◆ Required task
Report how many lines in the entries below contain the word "glass". Give only the number.

◆ Records to use

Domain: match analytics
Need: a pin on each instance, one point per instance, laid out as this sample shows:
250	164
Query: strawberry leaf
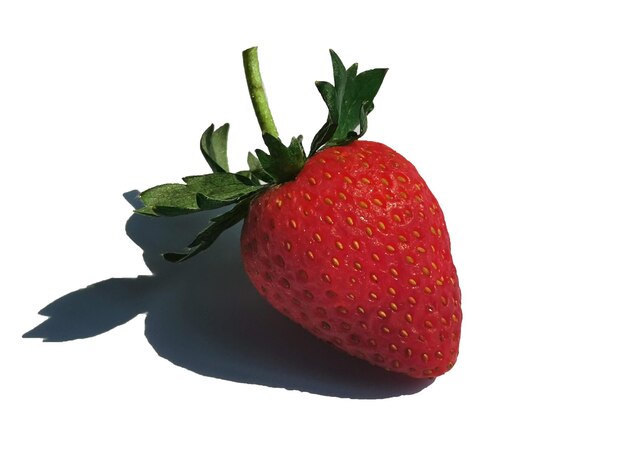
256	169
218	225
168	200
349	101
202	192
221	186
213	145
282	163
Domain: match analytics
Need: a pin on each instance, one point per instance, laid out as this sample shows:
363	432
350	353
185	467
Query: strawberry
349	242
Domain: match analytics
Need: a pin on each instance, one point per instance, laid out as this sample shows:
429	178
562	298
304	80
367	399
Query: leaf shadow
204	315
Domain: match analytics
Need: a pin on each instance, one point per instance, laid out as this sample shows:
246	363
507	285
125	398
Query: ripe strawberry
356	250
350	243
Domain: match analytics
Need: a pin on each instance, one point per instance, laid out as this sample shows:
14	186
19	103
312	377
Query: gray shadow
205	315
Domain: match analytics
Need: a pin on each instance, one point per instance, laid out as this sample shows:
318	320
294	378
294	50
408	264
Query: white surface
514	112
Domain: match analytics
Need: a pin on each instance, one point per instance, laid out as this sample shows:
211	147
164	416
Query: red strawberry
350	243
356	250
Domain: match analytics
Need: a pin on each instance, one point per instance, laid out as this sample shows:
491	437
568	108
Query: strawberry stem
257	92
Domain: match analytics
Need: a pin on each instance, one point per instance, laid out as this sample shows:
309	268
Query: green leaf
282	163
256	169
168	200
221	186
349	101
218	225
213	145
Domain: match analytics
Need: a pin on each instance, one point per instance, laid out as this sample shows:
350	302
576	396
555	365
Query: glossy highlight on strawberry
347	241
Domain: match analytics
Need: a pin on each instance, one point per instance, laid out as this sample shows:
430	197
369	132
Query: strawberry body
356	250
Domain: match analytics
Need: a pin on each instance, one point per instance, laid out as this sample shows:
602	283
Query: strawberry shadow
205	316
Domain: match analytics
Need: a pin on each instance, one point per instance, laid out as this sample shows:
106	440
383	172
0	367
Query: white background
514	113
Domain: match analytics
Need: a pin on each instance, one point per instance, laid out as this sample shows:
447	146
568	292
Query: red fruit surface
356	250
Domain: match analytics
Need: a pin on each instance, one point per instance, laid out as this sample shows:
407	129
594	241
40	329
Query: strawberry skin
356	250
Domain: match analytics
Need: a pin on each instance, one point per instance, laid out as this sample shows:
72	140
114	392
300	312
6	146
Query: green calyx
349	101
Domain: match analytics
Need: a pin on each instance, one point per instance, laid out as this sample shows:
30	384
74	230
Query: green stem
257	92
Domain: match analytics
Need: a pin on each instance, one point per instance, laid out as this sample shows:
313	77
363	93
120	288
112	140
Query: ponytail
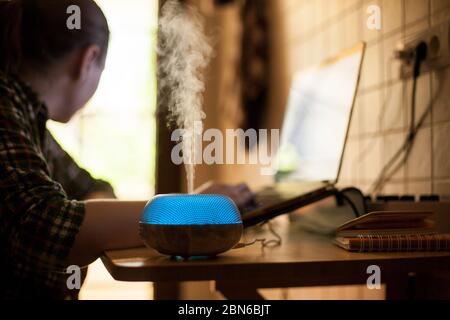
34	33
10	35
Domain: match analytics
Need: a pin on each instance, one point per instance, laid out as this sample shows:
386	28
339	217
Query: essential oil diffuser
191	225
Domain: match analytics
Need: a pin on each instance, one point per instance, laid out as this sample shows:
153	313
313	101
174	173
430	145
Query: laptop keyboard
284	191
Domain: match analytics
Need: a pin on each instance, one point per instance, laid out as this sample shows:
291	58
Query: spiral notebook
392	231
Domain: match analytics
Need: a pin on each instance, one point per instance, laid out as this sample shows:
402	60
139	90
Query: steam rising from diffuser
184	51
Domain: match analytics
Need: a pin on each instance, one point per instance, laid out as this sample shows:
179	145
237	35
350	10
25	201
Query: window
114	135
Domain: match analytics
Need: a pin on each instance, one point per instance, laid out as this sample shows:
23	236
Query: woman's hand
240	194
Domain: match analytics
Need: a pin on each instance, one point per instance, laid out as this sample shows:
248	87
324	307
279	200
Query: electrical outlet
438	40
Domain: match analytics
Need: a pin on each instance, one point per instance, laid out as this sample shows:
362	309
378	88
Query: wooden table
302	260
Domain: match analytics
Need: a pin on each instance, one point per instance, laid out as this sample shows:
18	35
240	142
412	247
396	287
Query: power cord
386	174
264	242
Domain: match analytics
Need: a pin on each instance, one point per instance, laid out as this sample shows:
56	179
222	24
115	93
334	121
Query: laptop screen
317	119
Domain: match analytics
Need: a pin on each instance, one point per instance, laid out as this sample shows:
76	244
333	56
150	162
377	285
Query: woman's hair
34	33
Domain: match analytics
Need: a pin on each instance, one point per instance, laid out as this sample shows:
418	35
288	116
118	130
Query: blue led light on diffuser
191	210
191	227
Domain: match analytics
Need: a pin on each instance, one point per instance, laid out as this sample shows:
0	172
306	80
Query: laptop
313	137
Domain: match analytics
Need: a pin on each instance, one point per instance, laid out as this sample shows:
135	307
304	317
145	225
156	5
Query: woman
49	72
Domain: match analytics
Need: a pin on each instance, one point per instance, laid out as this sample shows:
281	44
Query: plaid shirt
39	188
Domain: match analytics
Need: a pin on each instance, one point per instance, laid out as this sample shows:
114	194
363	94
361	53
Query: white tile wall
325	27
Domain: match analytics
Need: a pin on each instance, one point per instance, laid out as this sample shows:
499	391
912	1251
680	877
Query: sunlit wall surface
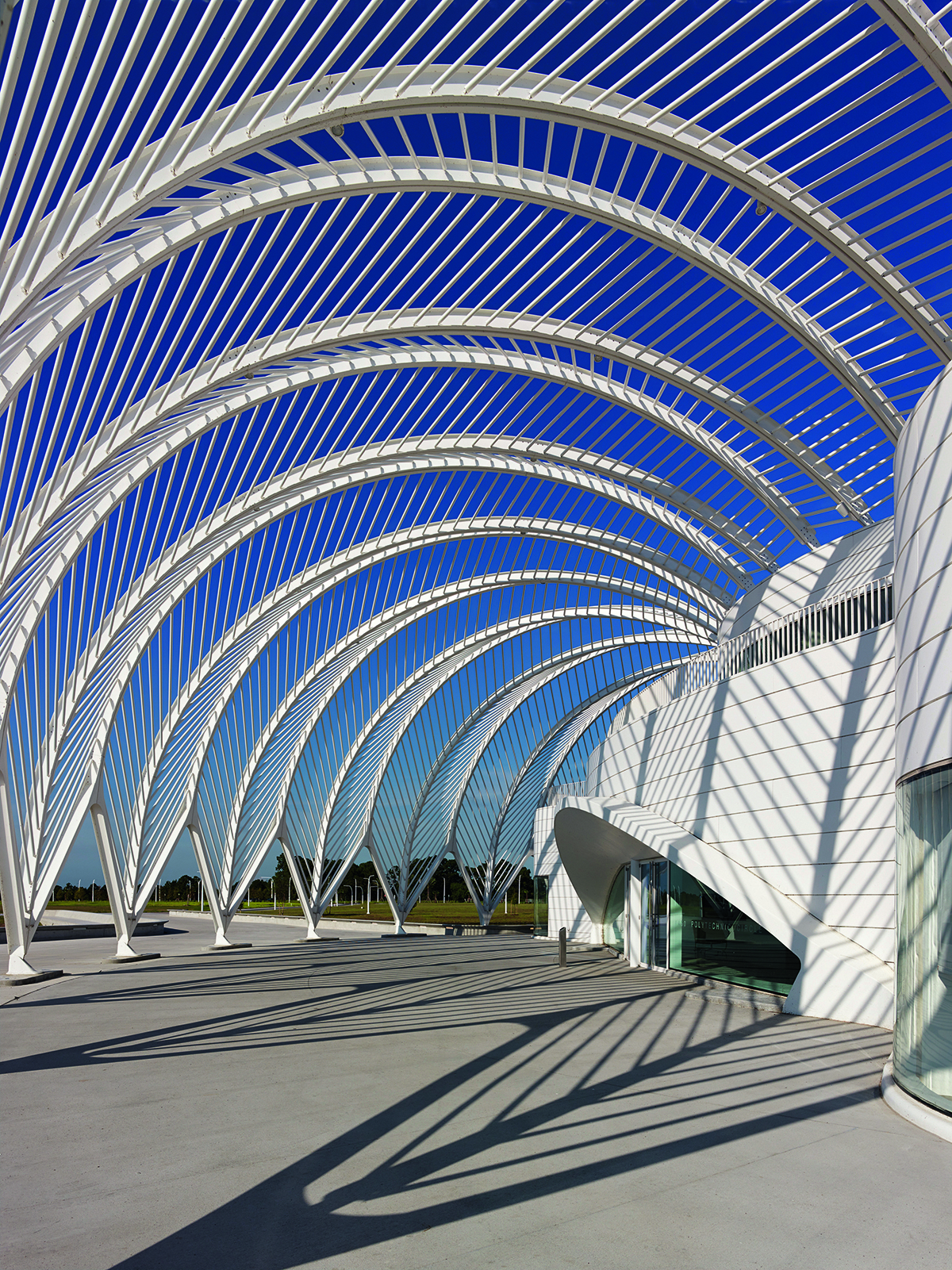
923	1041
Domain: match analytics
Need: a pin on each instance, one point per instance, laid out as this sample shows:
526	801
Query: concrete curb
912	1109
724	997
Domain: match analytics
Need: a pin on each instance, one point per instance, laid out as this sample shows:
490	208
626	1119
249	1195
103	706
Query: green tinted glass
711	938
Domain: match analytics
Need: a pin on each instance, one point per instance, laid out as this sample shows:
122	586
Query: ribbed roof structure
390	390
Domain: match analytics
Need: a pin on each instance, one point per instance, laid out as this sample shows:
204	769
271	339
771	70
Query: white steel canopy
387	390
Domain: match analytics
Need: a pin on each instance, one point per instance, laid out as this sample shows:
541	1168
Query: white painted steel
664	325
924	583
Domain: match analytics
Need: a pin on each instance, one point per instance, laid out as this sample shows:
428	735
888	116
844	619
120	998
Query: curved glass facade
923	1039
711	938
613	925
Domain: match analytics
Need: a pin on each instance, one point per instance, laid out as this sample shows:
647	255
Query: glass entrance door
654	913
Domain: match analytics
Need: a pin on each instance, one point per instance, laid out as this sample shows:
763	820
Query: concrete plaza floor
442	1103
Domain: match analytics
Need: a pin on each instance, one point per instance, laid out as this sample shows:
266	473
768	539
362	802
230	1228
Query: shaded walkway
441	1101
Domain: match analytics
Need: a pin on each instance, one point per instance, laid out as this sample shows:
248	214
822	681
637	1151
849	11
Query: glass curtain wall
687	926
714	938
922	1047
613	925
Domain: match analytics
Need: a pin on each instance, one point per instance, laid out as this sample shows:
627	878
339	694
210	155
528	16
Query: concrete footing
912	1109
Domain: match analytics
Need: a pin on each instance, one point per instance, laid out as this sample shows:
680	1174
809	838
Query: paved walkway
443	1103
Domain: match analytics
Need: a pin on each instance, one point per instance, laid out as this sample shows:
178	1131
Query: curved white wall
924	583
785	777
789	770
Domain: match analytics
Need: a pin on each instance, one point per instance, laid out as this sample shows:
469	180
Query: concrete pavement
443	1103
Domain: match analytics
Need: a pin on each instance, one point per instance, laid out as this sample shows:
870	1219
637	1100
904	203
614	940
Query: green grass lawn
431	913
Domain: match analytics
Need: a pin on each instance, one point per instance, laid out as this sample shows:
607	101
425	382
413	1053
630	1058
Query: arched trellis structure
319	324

◆ Expected output
4